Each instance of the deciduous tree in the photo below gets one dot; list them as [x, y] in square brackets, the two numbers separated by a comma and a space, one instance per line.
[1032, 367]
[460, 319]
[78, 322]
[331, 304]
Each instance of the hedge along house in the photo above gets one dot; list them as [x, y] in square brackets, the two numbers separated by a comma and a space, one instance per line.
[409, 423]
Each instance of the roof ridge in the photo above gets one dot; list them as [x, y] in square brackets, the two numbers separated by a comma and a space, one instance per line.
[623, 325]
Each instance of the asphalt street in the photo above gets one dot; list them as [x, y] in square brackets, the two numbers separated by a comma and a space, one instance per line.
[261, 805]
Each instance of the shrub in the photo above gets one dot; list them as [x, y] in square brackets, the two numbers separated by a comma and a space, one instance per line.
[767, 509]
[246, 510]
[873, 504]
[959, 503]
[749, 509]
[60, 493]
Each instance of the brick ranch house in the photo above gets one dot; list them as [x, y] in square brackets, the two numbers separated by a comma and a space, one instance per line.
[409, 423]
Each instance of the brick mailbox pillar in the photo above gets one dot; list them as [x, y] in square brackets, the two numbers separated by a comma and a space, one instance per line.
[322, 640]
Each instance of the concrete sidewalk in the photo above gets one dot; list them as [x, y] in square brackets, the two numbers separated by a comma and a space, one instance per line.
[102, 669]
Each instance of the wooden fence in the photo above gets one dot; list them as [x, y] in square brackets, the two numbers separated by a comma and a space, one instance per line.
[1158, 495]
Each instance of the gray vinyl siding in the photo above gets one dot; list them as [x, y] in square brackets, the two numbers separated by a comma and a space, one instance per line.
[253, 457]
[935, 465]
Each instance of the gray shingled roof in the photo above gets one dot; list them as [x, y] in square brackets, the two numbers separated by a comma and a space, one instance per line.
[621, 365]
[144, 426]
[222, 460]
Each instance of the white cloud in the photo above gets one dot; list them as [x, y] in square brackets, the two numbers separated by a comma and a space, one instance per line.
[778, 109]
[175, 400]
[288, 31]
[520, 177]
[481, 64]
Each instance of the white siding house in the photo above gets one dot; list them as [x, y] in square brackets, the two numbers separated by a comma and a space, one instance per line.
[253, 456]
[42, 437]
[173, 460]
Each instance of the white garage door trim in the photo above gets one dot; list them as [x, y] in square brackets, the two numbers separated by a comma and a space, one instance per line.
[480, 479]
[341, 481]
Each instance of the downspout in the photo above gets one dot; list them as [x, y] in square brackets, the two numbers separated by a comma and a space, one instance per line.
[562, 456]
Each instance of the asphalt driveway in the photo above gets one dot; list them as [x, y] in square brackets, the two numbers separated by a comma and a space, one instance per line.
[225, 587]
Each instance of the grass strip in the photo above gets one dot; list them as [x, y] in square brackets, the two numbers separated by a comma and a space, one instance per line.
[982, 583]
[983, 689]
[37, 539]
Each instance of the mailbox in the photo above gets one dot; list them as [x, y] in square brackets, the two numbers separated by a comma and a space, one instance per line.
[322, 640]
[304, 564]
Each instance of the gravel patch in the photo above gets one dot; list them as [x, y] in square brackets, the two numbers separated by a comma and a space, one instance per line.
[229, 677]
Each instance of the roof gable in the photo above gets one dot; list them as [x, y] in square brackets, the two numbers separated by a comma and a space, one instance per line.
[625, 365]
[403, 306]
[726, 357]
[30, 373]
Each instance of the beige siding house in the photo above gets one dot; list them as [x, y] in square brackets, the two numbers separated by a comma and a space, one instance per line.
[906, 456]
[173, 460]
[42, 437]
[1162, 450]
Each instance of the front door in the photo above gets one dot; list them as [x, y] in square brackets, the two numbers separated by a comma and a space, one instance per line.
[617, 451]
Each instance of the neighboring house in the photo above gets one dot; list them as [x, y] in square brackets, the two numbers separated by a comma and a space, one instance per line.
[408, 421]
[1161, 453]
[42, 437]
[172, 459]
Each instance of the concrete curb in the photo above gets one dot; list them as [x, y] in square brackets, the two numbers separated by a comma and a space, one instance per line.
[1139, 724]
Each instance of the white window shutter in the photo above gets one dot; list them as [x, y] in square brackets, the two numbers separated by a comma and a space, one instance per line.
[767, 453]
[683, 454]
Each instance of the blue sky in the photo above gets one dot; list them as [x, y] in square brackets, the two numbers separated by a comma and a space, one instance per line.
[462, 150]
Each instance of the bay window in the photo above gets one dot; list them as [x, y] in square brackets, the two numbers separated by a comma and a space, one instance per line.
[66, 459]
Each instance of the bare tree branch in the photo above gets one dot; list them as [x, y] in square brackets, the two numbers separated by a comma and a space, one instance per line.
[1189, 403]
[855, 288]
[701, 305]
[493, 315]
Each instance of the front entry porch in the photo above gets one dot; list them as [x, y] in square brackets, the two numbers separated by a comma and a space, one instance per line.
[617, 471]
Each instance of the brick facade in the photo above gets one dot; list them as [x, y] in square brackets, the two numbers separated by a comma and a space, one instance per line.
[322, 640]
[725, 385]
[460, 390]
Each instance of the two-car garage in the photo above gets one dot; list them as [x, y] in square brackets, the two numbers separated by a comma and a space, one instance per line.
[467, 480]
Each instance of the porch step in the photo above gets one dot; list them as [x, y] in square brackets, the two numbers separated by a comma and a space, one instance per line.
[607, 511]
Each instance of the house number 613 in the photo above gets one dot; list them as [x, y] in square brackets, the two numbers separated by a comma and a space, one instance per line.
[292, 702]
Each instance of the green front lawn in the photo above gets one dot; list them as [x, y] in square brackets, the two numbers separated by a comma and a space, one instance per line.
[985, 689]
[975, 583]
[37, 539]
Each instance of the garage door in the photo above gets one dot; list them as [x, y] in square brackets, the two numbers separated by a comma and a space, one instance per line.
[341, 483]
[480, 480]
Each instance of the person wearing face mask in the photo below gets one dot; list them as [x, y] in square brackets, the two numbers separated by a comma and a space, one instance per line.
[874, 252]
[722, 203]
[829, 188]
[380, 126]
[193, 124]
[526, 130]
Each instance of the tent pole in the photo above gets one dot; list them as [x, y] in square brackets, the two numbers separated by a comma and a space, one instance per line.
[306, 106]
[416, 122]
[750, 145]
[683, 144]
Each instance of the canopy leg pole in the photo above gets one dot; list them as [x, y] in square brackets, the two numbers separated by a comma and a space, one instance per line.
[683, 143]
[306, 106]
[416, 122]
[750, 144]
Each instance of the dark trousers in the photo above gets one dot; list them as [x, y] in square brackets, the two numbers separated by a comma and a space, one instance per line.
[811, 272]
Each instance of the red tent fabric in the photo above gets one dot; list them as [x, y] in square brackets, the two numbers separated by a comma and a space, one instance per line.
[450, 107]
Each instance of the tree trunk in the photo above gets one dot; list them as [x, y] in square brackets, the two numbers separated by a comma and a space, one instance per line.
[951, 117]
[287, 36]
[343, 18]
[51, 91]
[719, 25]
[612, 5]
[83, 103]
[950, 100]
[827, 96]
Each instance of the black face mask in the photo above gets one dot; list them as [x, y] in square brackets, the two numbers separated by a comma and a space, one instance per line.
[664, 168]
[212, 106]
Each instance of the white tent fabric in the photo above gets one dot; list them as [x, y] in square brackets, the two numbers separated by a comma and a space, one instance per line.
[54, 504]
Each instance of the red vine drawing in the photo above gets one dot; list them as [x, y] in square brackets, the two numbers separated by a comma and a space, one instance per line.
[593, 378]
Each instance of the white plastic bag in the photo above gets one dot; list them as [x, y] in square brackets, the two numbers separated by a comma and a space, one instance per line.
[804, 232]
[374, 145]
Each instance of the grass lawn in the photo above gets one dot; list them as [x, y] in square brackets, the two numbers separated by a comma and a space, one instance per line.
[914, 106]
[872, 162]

-*-

Starting at the line that contains "Each instance of the white plastic" and ending with the last line of the records, write out each line again, requests included. Shift every coordinate in the answers up by 58.

» **OUTPUT**
Each instance of the white plastic bag in the photo above gets one dot; list them as [x, y] in square brackets, the two numbers separated by a comma and a space, one instance per line.
[862, 290]
[432, 203]
Each instance of the grass lawn in the photo above gets one dot; list them as [x, y] in square brackets, the two numbers separated by a comma and a space, one instance per line.
[972, 164]
[930, 220]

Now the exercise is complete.